----- ARTICLE

Beyond Hierarchy : A Call to Action
Abe Greenspoon, Public Servant-At-Large

According to the 2018 Public Service Employee Survey, 42% of federal public servants indicated they do not have confidence in senior management and 41% described their workplace as being psychologically unhealthy. We should be concerned about these results; especially in relation to Google’s research showing that psychological safety is the number one factor that makes a team great.
Recently, there has been some interesting research suggesting that our hierarchical structure might be at least partially to blame for this distrust and lack of psychological safety. In 2017, Stanford Graduate School of Business highlighted two academic studies in the area of organizational design. They studied the difference between “egalitarian teams” where all voices were heard and “hierarchical teams” with centralized power. They found that “the egalitarian teams were more focused on the group…while the hierarchical team members felt a need to fend for themselves, likely at the expense of others.” They concluded that “hierarchical teams that felt like they were competing against other teams generally underperformed, while egalitarian teams did not.” Consider this in the context of Harvard Business Review's explanation about how “the brain processes a provocation by a boss, competitive coworker, or dismissive subordinate as a life-or-death threat.” Here, we start to see some possible connections between hierarchy and psychological safety, which also brings us back to trust.
While the hierarchical architecture of our organizations may have been well suited for the industrial age, it seems much less so for solving complex problems in the digital age. Public sector leaders regularly speak about the changing nature of the problems we’re trying to solve, yet as I argued in a recent blog, our decades old organizational paradigms are poorly equipped to tackle complexity.
The Center for Public Impact (CPI), a global not-for-profit foundation interested in public sector effectiveness, has been exploring alternative paradigms for how public sector organizations operate. Recently, they published a report called The Shared Power Principle, which summarizes their findings about the most successful public sector approaches for tackling complex problems. Two characteristics stand out in these approaches: 1) they locate power within the lowest appropriate entities both across and within organisations, and 2) they create an environment for this shared power to be used to develop effective and legitimate solutions. With this in mind, we should consider whether our public sector organizations are properly designed for the most important problems we are responsible for solving.
Perhaps the time has come to more deeply examine the systems and processes that we have created, some as long as decades ago, and consider the impacts that they might be having on our effectiveness as a public service.
How might we design future public service organizations in ways that build greater trust and psychological safety, increase agility, and make us more effective at solving complex problems? This question is one about which I’ve been interested for a while and one that I began to explore with my work leading an innovative new model for workforce mobilization in the Canadian public service.

----------
----- INFORMATION SHOWN

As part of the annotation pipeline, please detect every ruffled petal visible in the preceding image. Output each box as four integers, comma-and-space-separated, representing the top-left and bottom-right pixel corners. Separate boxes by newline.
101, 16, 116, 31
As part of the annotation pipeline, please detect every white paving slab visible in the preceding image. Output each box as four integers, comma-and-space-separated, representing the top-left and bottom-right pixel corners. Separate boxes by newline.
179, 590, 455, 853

----------

■ **PROBLEMS TO WORK ON**
1. Print everything in the essay on public service hierarchy from "While the hierarchical architecture" down to "to tackle complexity.".
2. In the essay on public service hierarchy, what share of federal public servants described their workplace as psychologically unhealthy in the 2018 Public Service Employee Survey?
3. Go on with the essay on public service hierarchy from where it stops.

■ **ANSWERS PER TASK**
1.
While the hierarchical architecture of our organizations may have been well suited for the industrial age, it seems much less so for solving complex problems in the digital age. Public sector leaders regularly speak about the changing nature of the problems we’re trying to solve, yet as I argued in a recent blog, our decades old organizational paradigms are poorly equipped to tackle complexity.

2. 41%

3.
Building a Free Agent community

For the last 4 years, I’ve been helping to build a new program in the Canadian public service called Canada’s Free Agents. You can learn all about the program and how it works by reading this article or listening to me talk about it in this podcast. Our original goals with the program were to provide public servants with greater autonomy to choose their jobs and create an easier way for managers to hire them. We have largely accomplished those goals, we are demonstrating the benefits of this model, and I’m extremely proud of the work we have done.
However, what I’m most proud of is how we have tried to experiment with new organizational paradigms that are different from the norm. As the program has grown, we tried to avoid rebuilding a traditional, hierarchical organization that emphasizes top-down leadership. Instead, as I wrote in a previous blog, we tried to build a community. We emphasized a shared responsibility for the program’s success, shared power through distributed leadership, continuous learning through feedback, and building trust and psychological safety through caring for each other.
I emphasize trying here because I want to be clear - we have not always been successful. Creating new habits, new norms, and a new culture is hard to do. I think we are learning a lot about what might work and what might not. We are also learning about institutional inertia and the gravitational pull of bureaucracy. I personally also learned an incredible amount about myself, my biases, my weaknesses, and my self-imposed limitations.

This past June, I announced that I’m leaving Canada’s Free Agents. As I say goodbye to the program I helped design, build, and implement, I’m incredibly thankful for everything I have learned, all of which I carry with me into my future work. As I prepare for what’s next, I am thinking a lot about the public sector as a system and how it might be changing.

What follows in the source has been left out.